**Dataset excerpt**.
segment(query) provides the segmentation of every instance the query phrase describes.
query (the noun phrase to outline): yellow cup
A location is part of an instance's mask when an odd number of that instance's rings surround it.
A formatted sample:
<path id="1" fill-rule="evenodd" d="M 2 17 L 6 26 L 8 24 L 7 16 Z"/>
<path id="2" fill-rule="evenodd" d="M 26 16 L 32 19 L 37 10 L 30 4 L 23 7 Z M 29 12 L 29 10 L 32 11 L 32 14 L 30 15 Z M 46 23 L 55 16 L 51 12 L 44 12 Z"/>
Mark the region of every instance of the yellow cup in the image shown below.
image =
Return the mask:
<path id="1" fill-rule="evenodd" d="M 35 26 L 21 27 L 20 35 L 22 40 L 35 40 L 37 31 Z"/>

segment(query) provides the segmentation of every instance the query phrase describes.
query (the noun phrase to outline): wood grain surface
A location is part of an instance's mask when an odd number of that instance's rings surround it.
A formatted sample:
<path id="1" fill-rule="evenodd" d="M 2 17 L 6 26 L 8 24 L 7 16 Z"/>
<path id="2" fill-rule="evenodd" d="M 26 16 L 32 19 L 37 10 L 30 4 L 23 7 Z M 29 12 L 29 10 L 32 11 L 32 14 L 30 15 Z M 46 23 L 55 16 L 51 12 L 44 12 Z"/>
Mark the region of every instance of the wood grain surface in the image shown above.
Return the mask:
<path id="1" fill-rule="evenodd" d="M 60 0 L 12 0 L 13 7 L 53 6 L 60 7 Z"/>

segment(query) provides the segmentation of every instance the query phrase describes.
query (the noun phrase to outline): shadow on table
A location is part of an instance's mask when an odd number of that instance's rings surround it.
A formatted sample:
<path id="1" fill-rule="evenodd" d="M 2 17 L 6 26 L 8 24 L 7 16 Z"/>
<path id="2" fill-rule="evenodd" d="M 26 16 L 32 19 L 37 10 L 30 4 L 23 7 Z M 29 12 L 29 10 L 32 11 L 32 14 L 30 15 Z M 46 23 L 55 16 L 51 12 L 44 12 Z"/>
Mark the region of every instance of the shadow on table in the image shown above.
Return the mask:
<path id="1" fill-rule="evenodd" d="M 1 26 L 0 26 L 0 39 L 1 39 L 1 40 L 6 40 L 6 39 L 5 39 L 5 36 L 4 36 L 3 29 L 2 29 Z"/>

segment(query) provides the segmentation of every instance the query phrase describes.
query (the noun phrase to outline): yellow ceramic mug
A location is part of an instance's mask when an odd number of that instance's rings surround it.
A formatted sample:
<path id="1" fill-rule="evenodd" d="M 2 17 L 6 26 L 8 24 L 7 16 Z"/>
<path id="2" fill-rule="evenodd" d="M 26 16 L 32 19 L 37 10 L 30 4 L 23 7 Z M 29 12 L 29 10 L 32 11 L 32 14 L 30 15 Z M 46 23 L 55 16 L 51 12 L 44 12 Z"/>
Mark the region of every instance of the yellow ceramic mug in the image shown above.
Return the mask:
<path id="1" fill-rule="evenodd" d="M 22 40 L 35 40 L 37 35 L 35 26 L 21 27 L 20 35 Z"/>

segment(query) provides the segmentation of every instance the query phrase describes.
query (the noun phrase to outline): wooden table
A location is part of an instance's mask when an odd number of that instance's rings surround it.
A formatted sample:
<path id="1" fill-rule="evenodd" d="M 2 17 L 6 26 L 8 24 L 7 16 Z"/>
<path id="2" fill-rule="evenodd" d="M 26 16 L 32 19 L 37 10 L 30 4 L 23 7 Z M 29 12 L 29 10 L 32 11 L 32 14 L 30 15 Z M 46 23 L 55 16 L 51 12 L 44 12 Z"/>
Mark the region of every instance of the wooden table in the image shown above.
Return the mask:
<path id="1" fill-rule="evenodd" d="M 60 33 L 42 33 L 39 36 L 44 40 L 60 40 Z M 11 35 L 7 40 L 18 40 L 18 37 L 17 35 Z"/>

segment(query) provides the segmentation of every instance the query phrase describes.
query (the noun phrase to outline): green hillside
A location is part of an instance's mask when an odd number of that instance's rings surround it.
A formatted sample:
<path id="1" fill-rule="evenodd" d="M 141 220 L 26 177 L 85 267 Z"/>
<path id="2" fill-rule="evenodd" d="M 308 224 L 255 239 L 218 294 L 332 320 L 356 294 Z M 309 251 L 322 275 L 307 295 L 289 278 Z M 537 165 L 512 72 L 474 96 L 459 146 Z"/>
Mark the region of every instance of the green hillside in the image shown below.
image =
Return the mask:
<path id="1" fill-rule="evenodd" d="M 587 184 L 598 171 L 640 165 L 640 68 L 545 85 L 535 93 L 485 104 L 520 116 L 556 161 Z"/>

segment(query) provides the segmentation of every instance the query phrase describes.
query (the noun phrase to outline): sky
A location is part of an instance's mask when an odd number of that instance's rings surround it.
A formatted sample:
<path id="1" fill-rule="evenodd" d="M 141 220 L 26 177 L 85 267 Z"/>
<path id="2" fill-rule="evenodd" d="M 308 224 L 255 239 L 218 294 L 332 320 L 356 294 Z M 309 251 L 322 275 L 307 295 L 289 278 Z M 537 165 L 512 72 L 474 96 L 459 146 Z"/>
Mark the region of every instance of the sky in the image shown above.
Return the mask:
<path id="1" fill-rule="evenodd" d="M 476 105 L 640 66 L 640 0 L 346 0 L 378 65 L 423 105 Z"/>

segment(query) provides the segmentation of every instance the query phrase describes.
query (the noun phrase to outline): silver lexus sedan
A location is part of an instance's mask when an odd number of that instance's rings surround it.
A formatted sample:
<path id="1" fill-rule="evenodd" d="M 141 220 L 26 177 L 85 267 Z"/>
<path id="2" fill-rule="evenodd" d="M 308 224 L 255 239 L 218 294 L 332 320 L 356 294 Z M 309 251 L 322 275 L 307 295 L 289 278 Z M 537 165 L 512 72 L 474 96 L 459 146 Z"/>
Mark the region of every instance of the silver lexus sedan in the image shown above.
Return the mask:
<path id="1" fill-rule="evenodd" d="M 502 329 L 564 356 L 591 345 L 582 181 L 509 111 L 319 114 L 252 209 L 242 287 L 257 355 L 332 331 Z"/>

**Exercise description**.
Gather every line of the items above that contains the string "hillside", and copy each one.

**The completed task**.
query (the noun phrase to outline): green hillside
Mark the region of every instance of the green hillside in the image shown below.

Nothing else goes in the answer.